Directive: Write every line out verbatim and omit the pictures.

Extracted data entries:
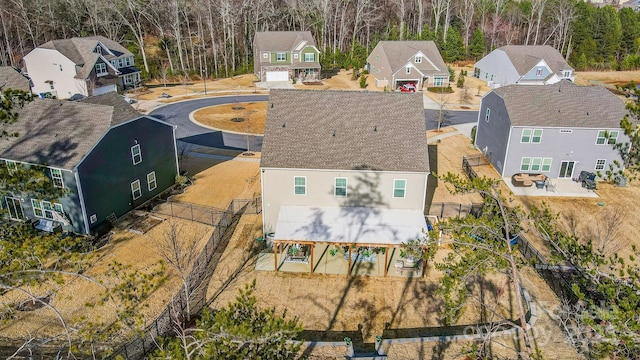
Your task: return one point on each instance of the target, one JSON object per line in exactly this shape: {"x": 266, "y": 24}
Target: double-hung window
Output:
{"x": 151, "y": 181}
{"x": 399, "y": 188}
{"x": 56, "y": 177}
{"x": 340, "y": 188}
{"x": 300, "y": 185}
{"x": 136, "y": 190}
{"x": 136, "y": 154}
{"x": 101, "y": 69}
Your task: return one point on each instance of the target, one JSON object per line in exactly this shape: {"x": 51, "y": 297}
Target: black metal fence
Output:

Solution:
Your task: return one point on each instance of the target, one JSON object per line in exactly this shape: {"x": 266, "y": 24}
Target: double-hung window
Output:
{"x": 151, "y": 181}
{"x": 399, "y": 188}
{"x": 56, "y": 177}
{"x": 340, "y": 188}
{"x": 300, "y": 185}
{"x": 136, "y": 190}
{"x": 136, "y": 154}
{"x": 101, "y": 69}
Your task: return one point on each instance of the target, one JSON object per line in exactly this shape: {"x": 51, "y": 297}
Target: black metal fence
Output:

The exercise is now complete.